In the records below, list as a numbered list everything from the line containing "Each <instance> block" down to the line containing "box: [249, 242, 298, 389]", both included, with blank lines omitted.

Top of Provided entries

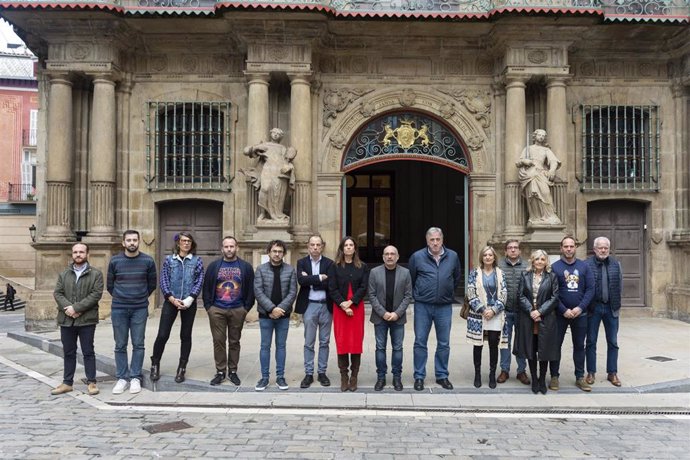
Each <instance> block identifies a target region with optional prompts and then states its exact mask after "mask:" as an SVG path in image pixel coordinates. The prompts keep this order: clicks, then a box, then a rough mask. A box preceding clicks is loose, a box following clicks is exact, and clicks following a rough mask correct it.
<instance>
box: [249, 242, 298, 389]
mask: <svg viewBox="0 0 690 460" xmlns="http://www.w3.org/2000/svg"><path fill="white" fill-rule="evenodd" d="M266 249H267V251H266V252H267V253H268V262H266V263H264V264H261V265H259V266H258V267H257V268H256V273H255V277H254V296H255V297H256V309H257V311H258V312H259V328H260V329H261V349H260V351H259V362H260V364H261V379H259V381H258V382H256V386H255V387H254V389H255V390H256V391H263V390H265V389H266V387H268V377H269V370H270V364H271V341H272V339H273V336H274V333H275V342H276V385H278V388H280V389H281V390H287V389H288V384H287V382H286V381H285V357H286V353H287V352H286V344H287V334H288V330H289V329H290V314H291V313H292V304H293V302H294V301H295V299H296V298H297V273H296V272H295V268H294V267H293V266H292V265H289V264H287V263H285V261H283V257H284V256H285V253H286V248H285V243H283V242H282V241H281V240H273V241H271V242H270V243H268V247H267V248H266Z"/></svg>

Bottom of Provided entries
Top of Provided entries

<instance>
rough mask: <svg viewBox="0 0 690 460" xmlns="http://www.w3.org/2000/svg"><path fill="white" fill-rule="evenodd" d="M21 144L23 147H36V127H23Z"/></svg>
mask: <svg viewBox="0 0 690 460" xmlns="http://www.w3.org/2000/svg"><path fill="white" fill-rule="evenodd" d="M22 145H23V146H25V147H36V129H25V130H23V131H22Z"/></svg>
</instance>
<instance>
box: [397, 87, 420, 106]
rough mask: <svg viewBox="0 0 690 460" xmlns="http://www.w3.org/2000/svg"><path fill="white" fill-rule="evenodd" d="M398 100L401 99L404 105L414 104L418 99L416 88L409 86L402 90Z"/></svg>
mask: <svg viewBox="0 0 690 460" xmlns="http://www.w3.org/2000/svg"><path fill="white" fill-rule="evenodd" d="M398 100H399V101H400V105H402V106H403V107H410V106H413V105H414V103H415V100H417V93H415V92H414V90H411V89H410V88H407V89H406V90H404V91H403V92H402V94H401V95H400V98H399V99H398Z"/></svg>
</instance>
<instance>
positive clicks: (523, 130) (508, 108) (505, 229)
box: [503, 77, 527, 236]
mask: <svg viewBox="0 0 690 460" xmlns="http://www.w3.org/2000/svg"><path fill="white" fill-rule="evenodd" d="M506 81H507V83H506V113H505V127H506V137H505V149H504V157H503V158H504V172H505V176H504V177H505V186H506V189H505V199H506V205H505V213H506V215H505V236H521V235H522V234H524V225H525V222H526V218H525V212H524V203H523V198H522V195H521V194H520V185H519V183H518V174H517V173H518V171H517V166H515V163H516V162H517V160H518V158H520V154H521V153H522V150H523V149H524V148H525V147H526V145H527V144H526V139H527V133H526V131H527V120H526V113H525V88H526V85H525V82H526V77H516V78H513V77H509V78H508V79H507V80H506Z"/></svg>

Bottom of Provided entries

▶ **Result**:
1. Each <instance> block identifies a target region with optional prompts and then states its exact mask after "mask:" as an SVG path in image pixel coordinates. The prompts keep this order: clicks, then a box, then a rough mask. A box preceding clicks is loose, a box following clicks is exact, and clicks following a rough mask correct it.
2. <instance>
3. box: [249, 242, 298, 389]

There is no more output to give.